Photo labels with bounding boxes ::
******************************
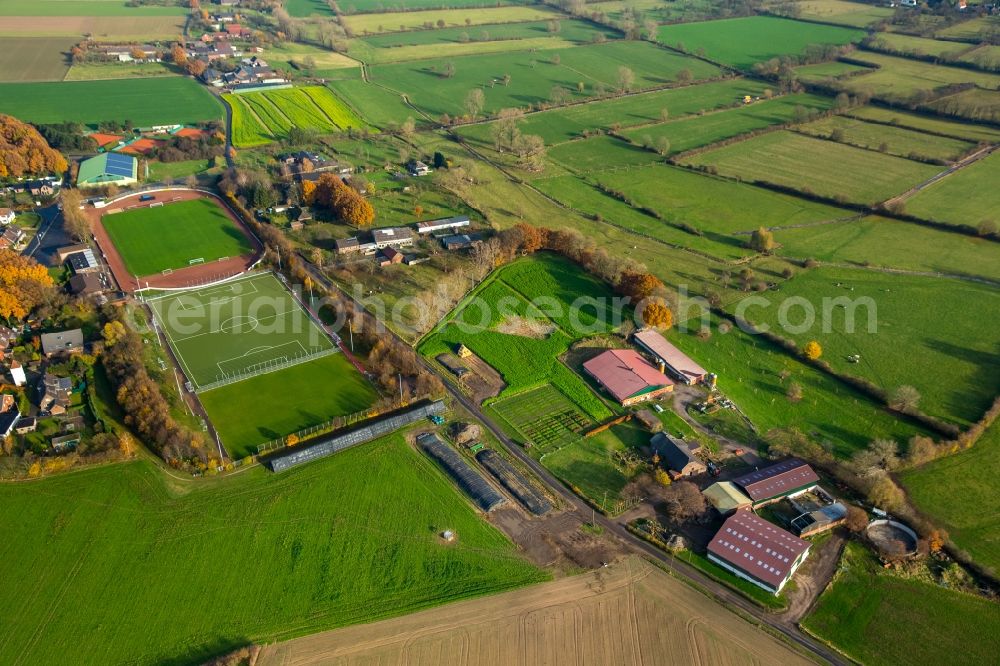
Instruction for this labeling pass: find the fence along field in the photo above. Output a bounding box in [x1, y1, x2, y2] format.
[148, 273, 336, 390]
[0, 76, 223, 127]
[257, 559, 809, 666]
[225, 86, 366, 146]
[364, 40, 721, 118]
[0, 438, 548, 664]
[657, 16, 865, 69]
[101, 197, 253, 277]
[682, 130, 943, 205]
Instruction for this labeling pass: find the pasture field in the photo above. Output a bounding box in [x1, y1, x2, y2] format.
[877, 32, 974, 58]
[802, 542, 1000, 666]
[0, 37, 74, 82]
[541, 135, 663, 171]
[683, 130, 942, 204]
[343, 5, 565, 37]
[420, 256, 620, 420]
[359, 40, 720, 118]
[0, 436, 547, 664]
[935, 16, 1000, 39]
[101, 198, 253, 277]
[198, 354, 378, 458]
[458, 79, 766, 146]
[327, 78, 420, 128]
[847, 106, 1000, 143]
[669, 312, 924, 458]
[284, 0, 334, 18]
[841, 51, 1000, 100]
[0, 0, 188, 17]
[902, 422, 1000, 572]
[63, 62, 178, 80]
[257, 558, 808, 666]
[906, 152, 1000, 227]
[924, 88, 1000, 123]
[624, 93, 833, 154]
[772, 0, 892, 28]
[774, 216, 1000, 281]
[225, 86, 364, 146]
[532, 172, 749, 258]
[597, 165, 852, 235]
[0, 76, 222, 127]
[795, 116, 976, 162]
[727, 268, 1000, 427]
[0, 15, 186, 42]
[794, 60, 871, 83]
[657, 16, 864, 69]
[148, 273, 337, 390]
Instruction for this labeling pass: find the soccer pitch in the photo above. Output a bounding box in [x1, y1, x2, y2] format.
[148, 273, 337, 390]
[101, 198, 253, 277]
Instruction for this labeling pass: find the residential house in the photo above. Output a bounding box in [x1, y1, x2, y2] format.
[417, 215, 470, 234]
[65, 247, 101, 275]
[0, 226, 24, 250]
[632, 328, 708, 384]
[10, 359, 28, 386]
[583, 349, 674, 407]
[406, 160, 431, 177]
[733, 458, 819, 509]
[14, 416, 38, 435]
[649, 432, 708, 478]
[38, 373, 73, 414]
[42, 328, 83, 356]
[708, 511, 809, 594]
[441, 234, 483, 251]
[372, 227, 414, 250]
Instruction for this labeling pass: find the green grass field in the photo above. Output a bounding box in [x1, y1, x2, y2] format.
[366, 40, 720, 118]
[419, 256, 615, 420]
[198, 354, 378, 458]
[848, 106, 1000, 143]
[0, 438, 547, 664]
[625, 93, 833, 153]
[346, 5, 564, 37]
[796, 116, 976, 162]
[657, 16, 864, 69]
[684, 130, 943, 204]
[902, 423, 1000, 573]
[727, 268, 1000, 426]
[226, 86, 365, 147]
[906, 153, 1000, 227]
[149, 273, 335, 389]
[598, 166, 851, 235]
[774, 216, 1000, 280]
[101, 198, 253, 277]
[780, 0, 892, 28]
[802, 542, 1000, 666]
[0, 76, 222, 127]
[0, 35, 73, 82]
[669, 314, 919, 457]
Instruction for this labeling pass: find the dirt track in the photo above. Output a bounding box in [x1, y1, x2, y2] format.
[257, 558, 811, 666]
[84, 190, 263, 293]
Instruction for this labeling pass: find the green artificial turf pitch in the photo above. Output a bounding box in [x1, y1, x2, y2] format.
[149, 273, 335, 389]
[101, 199, 253, 277]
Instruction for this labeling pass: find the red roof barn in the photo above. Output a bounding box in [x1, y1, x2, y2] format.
[708, 511, 809, 594]
[583, 349, 674, 405]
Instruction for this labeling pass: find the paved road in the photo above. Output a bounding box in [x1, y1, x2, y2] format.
[300, 255, 847, 664]
[23, 204, 76, 268]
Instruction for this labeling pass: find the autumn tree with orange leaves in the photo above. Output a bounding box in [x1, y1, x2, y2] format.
[0, 114, 68, 178]
[0, 250, 52, 320]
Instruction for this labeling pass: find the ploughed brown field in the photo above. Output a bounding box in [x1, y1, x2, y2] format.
[257, 558, 811, 666]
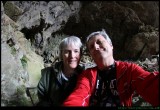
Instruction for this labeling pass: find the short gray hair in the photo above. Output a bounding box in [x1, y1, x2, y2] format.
[59, 36, 82, 60]
[86, 29, 112, 46]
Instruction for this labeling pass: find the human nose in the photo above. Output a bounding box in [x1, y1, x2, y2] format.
[69, 51, 75, 58]
[94, 43, 99, 50]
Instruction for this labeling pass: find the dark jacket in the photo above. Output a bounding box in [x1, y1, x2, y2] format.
[37, 62, 84, 106]
[63, 61, 160, 106]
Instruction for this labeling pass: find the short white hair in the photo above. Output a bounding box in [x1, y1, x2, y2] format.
[59, 36, 82, 60]
[86, 29, 112, 46]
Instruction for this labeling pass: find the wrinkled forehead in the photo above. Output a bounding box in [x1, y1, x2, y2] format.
[87, 35, 106, 46]
[63, 42, 80, 50]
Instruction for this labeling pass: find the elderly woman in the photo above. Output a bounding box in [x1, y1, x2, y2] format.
[37, 36, 84, 106]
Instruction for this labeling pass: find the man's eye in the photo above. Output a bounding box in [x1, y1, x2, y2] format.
[74, 50, 79, 53]
[97, 40, 102, 44]
[89, 45, 94, 49]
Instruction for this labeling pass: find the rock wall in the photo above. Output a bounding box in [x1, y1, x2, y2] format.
[1, 1, 159, 106]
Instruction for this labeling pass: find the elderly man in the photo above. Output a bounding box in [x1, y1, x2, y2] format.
[63, 30, 159, 106]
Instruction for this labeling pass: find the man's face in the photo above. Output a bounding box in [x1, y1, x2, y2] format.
[87, 35, 113, 64]
[62, 45, 80, 69]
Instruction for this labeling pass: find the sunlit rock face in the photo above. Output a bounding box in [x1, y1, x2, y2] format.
[1, 1, 159, 106]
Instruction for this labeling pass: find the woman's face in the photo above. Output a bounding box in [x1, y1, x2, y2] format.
[62, 45, 80, 69]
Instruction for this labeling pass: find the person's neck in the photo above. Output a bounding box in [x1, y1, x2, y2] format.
[97, 58, 114, 70]
[62, 67, 74, 77]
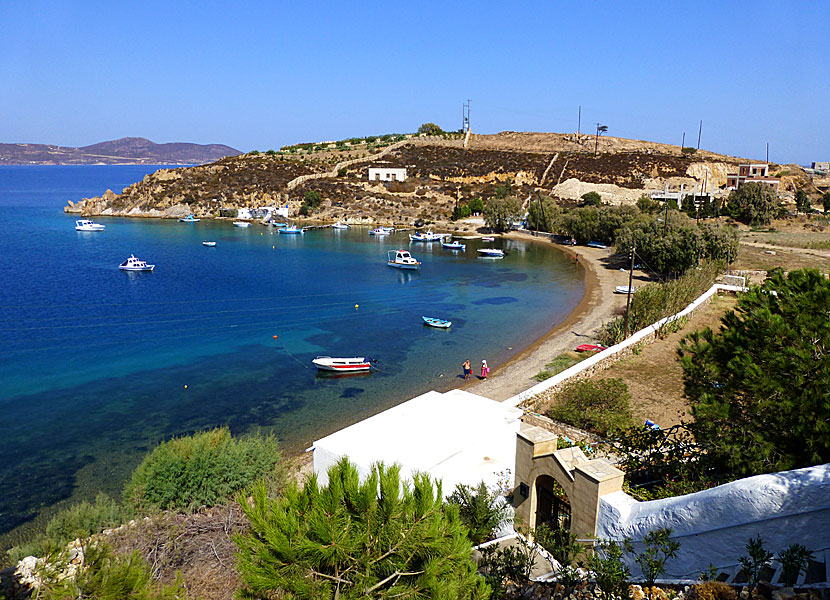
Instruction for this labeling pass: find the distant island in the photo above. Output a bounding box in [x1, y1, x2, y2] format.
[0, 137, 242, 165]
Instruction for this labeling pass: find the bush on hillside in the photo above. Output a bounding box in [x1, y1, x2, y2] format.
[678, 269, 830, 477]
[124, 427, 280, 510]
[547, 379, 633, 436]
[8, 493, 129, 562]
[234, 458, 489, 600]
[37, 542, 187, 600]
[599, 263, 720, 346]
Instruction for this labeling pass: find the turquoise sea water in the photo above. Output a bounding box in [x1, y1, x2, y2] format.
[0, 166, 584, 533]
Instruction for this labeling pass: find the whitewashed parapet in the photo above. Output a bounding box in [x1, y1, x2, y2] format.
[504, 283, 747, 406]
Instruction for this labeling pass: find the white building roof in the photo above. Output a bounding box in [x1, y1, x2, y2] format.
[313, 390, 522, 496]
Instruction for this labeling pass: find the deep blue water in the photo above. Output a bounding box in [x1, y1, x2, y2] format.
[0, 166, 584, 533]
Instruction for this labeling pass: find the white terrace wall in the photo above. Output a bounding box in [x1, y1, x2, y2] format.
[505, 284, 746, 406]
[596, 464, 830, 580]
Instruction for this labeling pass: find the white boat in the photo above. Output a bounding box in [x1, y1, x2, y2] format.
[409, 230, 446, 242]
[476, 248, 504, 258]
[386, 250, 421, 269]
[441, 242, 467, 250]
[311, 356, 372, 373]
[118, 254, 156, 271]
[75, 219, 107, 231]
[421, 317, 452, 329]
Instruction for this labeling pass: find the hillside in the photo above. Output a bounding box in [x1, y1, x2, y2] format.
[65, 132, 820, 224]
[0, 138, 241, 165]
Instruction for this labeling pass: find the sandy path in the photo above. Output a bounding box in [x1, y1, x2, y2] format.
[460, 232, 645, 401]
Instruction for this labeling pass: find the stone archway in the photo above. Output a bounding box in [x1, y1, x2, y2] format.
[534, 475, 571, 530]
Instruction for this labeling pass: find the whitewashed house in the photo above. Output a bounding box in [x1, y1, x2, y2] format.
[369, 167, 406, 181]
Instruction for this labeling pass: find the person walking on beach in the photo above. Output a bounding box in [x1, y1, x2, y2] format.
[461, 359, 473, 381]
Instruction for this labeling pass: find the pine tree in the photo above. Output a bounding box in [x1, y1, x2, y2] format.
[679, 269, 830, 475]
[235, 458, 489, 599]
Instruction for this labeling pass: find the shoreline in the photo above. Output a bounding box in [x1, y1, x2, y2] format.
[458, 232, 639, 402]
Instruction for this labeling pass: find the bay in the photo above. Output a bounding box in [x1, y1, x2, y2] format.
[0, 166, 584, 533]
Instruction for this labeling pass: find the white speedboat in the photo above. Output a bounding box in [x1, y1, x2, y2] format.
[118, 254, 156, 271]
[476, 248, 504, 258]
[75, 219, 107, 231]
[386, 250, 421, 269]
[311, 356, 372, 373]
[441, 241, 467, 250]
[409, 230, 445, 242]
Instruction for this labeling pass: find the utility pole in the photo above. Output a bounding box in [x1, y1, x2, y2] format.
[623, 244, 637, 339]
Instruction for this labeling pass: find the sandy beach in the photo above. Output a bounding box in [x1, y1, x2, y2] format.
[461, 232, 646, 401]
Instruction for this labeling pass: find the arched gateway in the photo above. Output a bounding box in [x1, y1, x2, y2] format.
[513, 423, 624, 539]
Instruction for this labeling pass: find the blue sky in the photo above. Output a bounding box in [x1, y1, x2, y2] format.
[0, 0, 830, 164]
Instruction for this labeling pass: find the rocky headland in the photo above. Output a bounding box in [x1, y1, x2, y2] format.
[65, 132, 820, 224]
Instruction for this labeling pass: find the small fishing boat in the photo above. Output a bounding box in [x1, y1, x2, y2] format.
[311, 356, 372, 373]
[441, 241, 467, 250]
[118, 254, 156, 271]
[386, 250, 421, 269]
[476, 248, 504, 258]
[75, 219, 107, 231]
[409, 230, 444, 242]
[576, 344, 607, 352]
[421, 317, 452, 329]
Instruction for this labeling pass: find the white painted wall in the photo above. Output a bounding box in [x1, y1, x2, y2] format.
******************************
Your instructions ::
Find every line in the listing that contains the word "elderly" and copy each of those lines.

Right answer ::
Instruction for this labeling pass: find the elderly woman in the photo above. Output a bounding box in [x1, y1, x2, y2] format.
Instruction for this labeling pass: find the elderly man in the photo above. Output a bounding box in [x1, y1, x2, y2] format.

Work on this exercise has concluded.